# What is expected
Please restate each entry word for word.

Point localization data
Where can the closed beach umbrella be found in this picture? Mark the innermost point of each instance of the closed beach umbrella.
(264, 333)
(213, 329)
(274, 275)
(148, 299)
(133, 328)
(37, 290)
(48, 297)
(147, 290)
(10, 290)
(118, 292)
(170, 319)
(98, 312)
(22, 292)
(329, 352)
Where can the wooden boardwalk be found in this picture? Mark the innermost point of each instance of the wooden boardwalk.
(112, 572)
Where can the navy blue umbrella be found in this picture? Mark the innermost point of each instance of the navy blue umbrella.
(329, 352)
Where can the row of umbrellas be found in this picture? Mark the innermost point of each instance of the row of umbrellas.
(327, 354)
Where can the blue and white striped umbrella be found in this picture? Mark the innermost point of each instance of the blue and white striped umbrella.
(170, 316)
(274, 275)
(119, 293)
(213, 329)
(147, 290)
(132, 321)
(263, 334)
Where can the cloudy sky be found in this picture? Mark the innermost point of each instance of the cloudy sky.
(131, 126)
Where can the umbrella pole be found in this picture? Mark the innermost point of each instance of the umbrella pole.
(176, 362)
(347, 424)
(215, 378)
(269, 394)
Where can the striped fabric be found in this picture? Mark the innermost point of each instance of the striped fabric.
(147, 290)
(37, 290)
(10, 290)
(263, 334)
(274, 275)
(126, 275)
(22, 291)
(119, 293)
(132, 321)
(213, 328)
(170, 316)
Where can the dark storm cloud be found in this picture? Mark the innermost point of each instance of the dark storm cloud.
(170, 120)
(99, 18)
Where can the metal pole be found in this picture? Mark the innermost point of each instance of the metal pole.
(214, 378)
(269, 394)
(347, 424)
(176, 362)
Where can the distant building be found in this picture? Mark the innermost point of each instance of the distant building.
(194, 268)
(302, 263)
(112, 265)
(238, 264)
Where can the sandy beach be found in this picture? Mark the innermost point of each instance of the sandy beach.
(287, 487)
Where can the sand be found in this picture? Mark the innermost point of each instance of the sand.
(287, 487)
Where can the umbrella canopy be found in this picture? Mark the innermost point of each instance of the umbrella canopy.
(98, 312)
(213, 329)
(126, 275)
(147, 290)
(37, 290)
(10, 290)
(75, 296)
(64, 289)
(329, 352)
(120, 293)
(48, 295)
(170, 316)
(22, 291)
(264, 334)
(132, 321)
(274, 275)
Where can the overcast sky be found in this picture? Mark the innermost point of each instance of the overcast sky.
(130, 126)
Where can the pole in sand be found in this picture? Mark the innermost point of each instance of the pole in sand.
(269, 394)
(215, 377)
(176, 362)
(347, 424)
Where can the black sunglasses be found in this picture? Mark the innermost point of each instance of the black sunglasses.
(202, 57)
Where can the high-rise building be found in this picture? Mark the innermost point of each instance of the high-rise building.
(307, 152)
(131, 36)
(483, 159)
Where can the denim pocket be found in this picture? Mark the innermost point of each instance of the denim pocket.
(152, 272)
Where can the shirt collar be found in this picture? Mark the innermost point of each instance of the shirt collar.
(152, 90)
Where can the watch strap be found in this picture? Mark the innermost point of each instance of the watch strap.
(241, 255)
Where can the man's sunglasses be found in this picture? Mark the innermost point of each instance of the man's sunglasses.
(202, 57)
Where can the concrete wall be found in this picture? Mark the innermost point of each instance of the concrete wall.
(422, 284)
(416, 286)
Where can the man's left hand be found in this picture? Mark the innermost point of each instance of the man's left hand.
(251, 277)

# Finished task
Where can the closed beach umbrella be found in this picture? Mark the innermost point of each instance of the closed beach umbrella.
(264, 333)
(213, 329)
(274, 275)
(148, 299)
(133, 328)
(37, 290)
(48, 297)
(147, 290)
(10, 290)
(118, 292)
(170, 319)
(98, 312)
(22, 292)
(329, 352)
Where can the wooden boardwalk be found in this picture? Mark the innermost point of each instance of the wooden boardwalk.
(112, 572)
Where can the navy blue umbrella be found in this picture? Mark the innermost point of each instance of the navy blue umbrella.
(329, 352)
Where can the row of umbrellas be found in this picture? Mark the innermost point of each instance of the row of umbrellas.
(327, 354)
Where can the blue and white striped umbrella be found in this picture? Mark the innermost point of each instance of the blue and white striped umbrella.
(170, 316)
(274, 275)
(119, 293)
(213, 329)
(147, 290)
(132, 321)
(263, 334)
Where can the cloudy sky be found in this picture? Mark the innermost point of each instance of the cloudy sky.
(131, 126)
Where can the umbrella pole be found in this picture? Mark the innermost point of each instance of the umbrella pole.
(176, 362)
(347, 424)
(215, 378)
(269, 394)
Where can the striped fabric be found in this picture? Mark the innermost point of each instance of the striped fabric.
(147, 290)
(37, 290)
(10, 290)
(263, 334)
(274, 275)
(126, 275)
(22, 291)
(119, 293)
(132, 321)
(213, 328)
(170, 316)
Where can the dark storm cloud be found in this picture? Mark the innermost point of each instance of the dark storm cloud.
(170, 120)
(99, 18)
Where can the metal pole be found in this picture? Mark the innermost point of each instance of the metal pole.
(214, 378)
(269, 394)
(347, 424)
(176, 362)
Where can the distant building be found in this picture? Mark the innermost point of each instance of the distant building.
(194, 268)
(302, 263)
(112, 265)
(238, 264)
Where can the sandy beach be found in this picture? Mark the innermost point of each instance of the sandy beach.
(287, 487)
Where can the sand be found in this picture? Mark the innermost point of each instance of the sand.
(287, 487)
Where can the umbrella canopy be found in this picture? Mark the innermost point of each instance of the umbrella canopy.
(98, 312)
(213, 329)
(126, 275)
(147, 290)
(37, 290)
(10, 290)
(75, 296)
(64, 289)
(329, 352)
(120, 293)
(48, 295)
(170, 316)
(22, 291)
(264, 334)
(132, 321)
(274, 275)
Where can the overcast sky be found in this picture? Mark the innermost point of each instance of the overcast sky.
(130, 126)
Where can the pole in sand be found in this picture? Mark the innermost point of each instance of the pole in sand.
(269, 394)
(215, 377)
(176, 362)
(347, 424)
Where can the black sunglasses be found in this picture? Mark the innermost point of each instance of the black sunglasses.
(202, 57)
Where can the high-rise building be found in this picture? Mark the innermost point of each instance of the high-rise building.
(307, 152)
(131, 36)
(483, 159)
Where can the denim pocket be found in this picture? Mark the innermost point of each instance of the denim pocket.
(152, 272)
Where can the shirt collar be found in this picture? Mark the innermost point of each instance of the shirt collar.
(152, 90)
Where can the watch strap be found in this picture? Mark the innermost point of each instance of the watch strap.
(241, 255)
Where can the man's sunglasses be found in this picture? Mark the innermost point of each instance of the man's sunglasses.
(202, 57)
Where can the concrete wall be found in this picture? Mark the innermost point of each instance of the concrete wall.
(422, 284)
(416, 286)
Where can the man's left hand be found in this picture? Mark the innermost point of each instance of the man's left hand.
(251, 277)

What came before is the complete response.